# start of SUPPLIED DATA

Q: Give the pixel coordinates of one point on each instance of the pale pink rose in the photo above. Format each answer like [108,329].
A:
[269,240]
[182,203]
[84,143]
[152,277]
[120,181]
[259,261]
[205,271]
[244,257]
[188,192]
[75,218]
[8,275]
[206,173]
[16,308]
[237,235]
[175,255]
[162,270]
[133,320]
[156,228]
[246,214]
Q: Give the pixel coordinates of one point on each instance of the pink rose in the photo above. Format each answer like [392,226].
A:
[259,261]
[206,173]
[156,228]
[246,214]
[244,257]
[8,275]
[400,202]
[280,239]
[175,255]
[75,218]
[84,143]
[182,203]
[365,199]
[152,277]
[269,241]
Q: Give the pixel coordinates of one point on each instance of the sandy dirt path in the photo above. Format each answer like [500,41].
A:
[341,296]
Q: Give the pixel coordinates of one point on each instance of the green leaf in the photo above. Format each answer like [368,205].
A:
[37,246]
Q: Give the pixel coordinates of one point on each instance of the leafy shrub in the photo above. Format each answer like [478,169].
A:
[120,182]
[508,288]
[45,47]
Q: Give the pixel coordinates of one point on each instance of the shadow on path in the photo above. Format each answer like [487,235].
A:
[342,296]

# end of SUPPLIED DATA
# start of SUPPLIED DATA

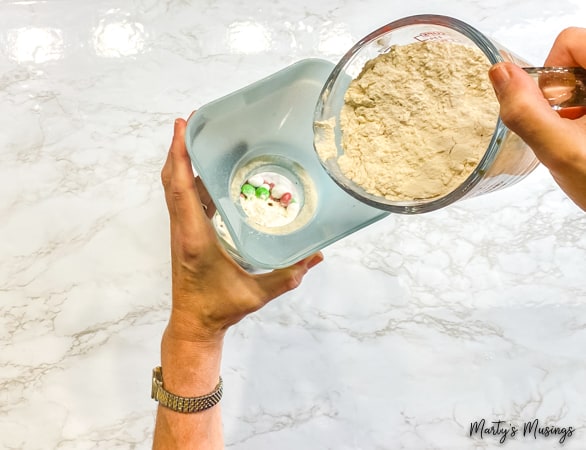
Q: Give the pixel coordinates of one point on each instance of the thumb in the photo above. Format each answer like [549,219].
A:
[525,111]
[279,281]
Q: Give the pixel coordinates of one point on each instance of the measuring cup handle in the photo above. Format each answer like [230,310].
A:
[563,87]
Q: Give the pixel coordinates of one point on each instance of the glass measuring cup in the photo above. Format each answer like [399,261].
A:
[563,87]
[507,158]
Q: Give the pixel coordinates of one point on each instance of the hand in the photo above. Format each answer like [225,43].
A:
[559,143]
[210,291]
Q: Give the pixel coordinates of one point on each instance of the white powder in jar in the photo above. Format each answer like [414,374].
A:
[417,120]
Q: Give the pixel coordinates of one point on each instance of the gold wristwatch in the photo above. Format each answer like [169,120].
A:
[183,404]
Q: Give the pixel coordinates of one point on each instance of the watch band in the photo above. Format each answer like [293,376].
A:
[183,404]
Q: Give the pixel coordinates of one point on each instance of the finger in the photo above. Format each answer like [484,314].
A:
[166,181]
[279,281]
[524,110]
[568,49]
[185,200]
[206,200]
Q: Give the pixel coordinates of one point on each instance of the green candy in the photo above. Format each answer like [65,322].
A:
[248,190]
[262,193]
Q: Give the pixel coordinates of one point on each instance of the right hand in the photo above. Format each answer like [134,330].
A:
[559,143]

# end of SUPPLIED DATA
# start of SUPPLIED DATA

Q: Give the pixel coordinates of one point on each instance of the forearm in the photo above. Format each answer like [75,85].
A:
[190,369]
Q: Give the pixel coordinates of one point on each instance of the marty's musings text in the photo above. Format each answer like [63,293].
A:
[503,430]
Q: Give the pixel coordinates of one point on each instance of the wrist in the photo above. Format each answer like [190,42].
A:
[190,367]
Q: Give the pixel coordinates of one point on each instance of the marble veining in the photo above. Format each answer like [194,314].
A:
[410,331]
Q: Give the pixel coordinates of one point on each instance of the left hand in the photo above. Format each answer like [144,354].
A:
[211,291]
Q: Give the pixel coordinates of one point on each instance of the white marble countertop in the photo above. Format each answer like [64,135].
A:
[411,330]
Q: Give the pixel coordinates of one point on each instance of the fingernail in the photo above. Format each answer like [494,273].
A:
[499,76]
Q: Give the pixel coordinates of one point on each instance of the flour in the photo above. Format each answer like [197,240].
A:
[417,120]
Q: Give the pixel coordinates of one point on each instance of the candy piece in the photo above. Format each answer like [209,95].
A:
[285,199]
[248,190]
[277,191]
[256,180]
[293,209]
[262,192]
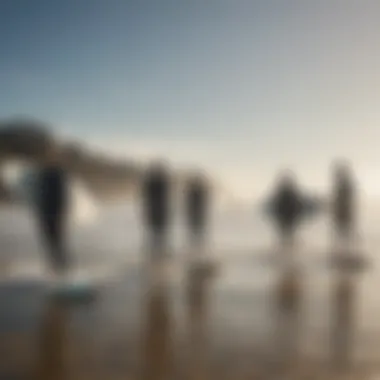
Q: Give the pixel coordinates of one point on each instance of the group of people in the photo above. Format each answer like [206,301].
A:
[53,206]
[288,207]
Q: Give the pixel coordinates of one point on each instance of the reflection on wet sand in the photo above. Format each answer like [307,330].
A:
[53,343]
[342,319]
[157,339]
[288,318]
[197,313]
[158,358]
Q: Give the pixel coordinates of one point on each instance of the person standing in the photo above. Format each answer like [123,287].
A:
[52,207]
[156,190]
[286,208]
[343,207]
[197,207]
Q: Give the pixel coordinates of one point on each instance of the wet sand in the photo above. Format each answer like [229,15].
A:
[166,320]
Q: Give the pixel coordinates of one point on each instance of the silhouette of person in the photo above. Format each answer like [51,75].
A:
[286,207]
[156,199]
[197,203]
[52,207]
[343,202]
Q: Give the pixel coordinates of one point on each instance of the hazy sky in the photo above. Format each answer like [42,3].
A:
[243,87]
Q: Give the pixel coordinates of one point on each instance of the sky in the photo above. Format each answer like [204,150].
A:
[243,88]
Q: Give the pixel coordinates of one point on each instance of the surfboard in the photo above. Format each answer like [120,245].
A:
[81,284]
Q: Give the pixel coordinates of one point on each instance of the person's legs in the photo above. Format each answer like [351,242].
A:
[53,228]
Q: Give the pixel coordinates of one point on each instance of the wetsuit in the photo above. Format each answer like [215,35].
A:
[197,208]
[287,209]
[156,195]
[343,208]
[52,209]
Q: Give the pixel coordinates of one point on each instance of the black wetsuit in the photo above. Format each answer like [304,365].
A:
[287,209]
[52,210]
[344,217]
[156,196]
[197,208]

# end of SUPPLIED DATA

YOUR INSTRUCTIONS: List every line in the items above that contains the word "wetsuit", keeping case as it matters.

WRITTEN RESPONSE:
Q: Give the pixel coordinates of one point on each instance of the wetsuit in the photo above. Format each answer like [215,35].
Q: Give the pixel coordinates of one point on each instance of the black wetsuit in the photo above. Format each answer like [304,365].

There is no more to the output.